[Data items]
>>>

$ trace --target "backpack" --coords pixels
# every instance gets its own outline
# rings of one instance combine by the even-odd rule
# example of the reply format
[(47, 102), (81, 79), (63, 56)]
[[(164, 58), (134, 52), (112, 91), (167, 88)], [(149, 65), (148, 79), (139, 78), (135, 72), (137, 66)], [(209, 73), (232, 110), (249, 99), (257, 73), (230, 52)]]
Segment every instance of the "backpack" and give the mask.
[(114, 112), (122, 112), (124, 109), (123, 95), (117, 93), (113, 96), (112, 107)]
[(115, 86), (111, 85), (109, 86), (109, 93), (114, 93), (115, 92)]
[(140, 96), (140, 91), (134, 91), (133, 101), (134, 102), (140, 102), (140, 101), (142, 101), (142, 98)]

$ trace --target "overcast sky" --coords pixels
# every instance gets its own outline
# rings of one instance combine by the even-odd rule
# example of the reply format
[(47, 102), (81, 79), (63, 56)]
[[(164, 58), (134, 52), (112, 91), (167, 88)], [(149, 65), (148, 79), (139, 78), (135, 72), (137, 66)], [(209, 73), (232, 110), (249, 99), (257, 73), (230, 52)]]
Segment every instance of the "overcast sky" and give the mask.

<<<

→ **EXERCISE BRIEF**: Gather from the records above every line containing the string "pixels".

→ **RESPONSE BELOW**:
$ trace --target "backpack" --coords pixels
$ trace --target "overcast sky" --coords pixels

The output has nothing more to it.